Bush has refused to release the more gruesome photographs taken at Abu Ghraib, and forbidden the showing of coffins of dead U.S. soldiers, but he has not been able to ban pictures of jubilant Iraqis cheering as U.S. and British vehicles burn. Why such sights are cause for celebration is no mystery. Anthony Shadid, who covered Iraq for The Washington Post, writes in his book Night Draws Near: “By definition, an occupation denotes inequality, a relationship between unequal powers, the weaker submitting to the will of the stronger.” An angry Iraqi whose wife was searched by American soldiers told Shadid, “They treat us like cowboys. They don’t respect us. They don’t know anything about the Iraqi character.”

In a Sept. 17 speech to the United Nations Secretary of State Condoleezza Rice said, “No cause, no movement and no grievance can justify the intentional killing of innocent civilians. “ Yet news reports indicate that U.S. troops too often treat Iraqi civilians only as obstacles that have to be gotten out of the way. When U.S. forces attack a town they order residents to leave, but many are unable or unwilling to abandon their homes. A U.S. military offensive in western Iraq this fall involved the use of Hellfire missiles, rockets, AC-130 gunships, and Apache helicopters, weapons that do not discriminate between insurgents and civilians. In Ramadi on Oct. 16, U.S. air strikes killed 39 civilians, including several children. Many of the deaths resulted when an F-15 fighter jet fired missiles into a crowd gathered around a bombed-out army vehicle.

The fall offensive forced the evacuation of hundreds of thousands of civilians from their homes and caused widespread destruction, but failed to weaken the insurgency—and quite possibly strengthened it. Anna Badkhen, a San Francisco Chronicle reporter who accompanied a Marine unit involved in the operations, described their entry into the town of Sada, a community of neat sandstone houses surrounded by date palms that was now a ghost town. “The Marines moved house to house, farm to farm,” she wrote. ”They broke down flimsy metal doors that wouldn’t open, blowing away locks, and searched every house, flipping through family photo albums, rummaging through closets, lifting up mattresses and looking under beds. In one empty house a pewter dish containing meat with tomato sauce spilled on the floor when a Marine opened a refrigerator door.” Local doctors said 10 civilians, including 3 children, were killed as they fled Sada.
= = = = =
[The tasks]
A. In one to three sentences, explain why the piece on the U.S. occupation of Iraq says it is no mystery that Iraqis celebrate as U.S. and British vehicles burn.
B. Resume the piece on the U.S. occupation of Iraq after its final sentence, about the civilians local doctors said were killed fleeing Sada.
The material that comes next isn't needed for anything here.

Position identification records
= = = = =
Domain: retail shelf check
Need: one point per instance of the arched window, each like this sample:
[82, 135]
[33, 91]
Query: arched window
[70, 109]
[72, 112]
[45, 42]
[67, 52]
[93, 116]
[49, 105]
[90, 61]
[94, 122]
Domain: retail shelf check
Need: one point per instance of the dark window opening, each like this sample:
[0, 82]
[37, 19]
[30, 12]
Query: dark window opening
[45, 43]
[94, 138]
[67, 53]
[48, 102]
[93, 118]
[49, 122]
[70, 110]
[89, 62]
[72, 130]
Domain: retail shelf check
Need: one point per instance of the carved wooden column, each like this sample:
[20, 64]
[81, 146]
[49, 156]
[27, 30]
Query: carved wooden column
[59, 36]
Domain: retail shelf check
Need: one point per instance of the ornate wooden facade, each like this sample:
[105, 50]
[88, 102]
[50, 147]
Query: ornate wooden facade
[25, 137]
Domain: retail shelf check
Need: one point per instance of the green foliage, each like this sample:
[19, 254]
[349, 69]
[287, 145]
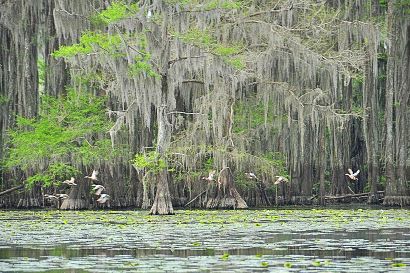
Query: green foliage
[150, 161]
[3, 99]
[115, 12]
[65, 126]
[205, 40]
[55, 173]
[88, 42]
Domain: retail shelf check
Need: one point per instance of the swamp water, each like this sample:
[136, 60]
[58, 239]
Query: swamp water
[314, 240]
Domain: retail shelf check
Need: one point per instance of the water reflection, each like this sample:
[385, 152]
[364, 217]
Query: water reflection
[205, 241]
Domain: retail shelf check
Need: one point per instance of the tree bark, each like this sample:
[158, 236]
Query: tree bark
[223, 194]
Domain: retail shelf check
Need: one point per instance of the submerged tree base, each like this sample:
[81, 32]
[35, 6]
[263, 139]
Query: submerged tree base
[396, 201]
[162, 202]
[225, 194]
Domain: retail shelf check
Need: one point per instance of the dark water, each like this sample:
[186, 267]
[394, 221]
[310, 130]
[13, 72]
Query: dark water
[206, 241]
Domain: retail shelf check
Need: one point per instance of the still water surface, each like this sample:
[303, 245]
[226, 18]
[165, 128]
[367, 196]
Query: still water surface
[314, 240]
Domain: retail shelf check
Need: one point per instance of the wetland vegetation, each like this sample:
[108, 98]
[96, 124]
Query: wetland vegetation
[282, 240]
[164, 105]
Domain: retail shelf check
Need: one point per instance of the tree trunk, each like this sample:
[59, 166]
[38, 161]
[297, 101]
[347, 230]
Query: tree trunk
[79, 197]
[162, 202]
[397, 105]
= = = = =
[Answers in order]
A. Anthony Shadid writes that an occupation by definition means inequality, with the weaker side submitting to the will of the stronger. An Iraqi whose wife was searched by American soldiers told him the soldiers treat Iraqis "like cowboys," don't respect them and know nothing about the Iraqi character.

B.
On Oct. 6, the unit raided the town of Wynot. The Marines approached a house at night yelling “Out! Out!,” and a woman with three children ran out first. When one boy stopped to put on plastic flip-flops, a soldier shouted obscenities at him and again yelled, “Out!” The other little boy was crying and shaking. No guns were found. In another house, where there were several women and small children and two men, a 20-year-old Marine pushed the older man outside by the neck and ordered him to sit cross-legged, with his hands behind his head. The younger man was taken away. The women who were watching burst into tears.

Although suicide bombings have taken a terrible toll in death and suffering of civilians, Iraqis who endure intrusive house searches, restrictions on movement, and delays and harassment at checkpoints are likely to be reluctant to cooperate with occupation forces by informing on the insurgents. Arbitrary arrests and brutal detention conditions contribute to resistance forces more directly by providing them with a pool of potential recruits.

There are currently 10,000 Iraqis in U.S. military prisons, most of them innocent of any crime. Iraqi lawyers and human rights workers report that many Iraqis are caught up in dragnets and sent to Abu Ghraib and other prisons where they are held for long periods, often abused, and then released without ever being told the charges against them. Dozens of Iraqi journalists have been arrested while on the job and detained for months, with no reason given.

Anthony Cordesman of the Center for Strategic and International Studies in Washington said, “Insurgency after insurgency has shown that if you mismanage detentions, you create more insurgents than you get rid of.” The Bush administration is accusing Syria of allowing foreign fighters to pass into Iraq, and is carrying out covert military operations inside Syria, but according to the CSIS, all but a few of the insurgents are Iraqis.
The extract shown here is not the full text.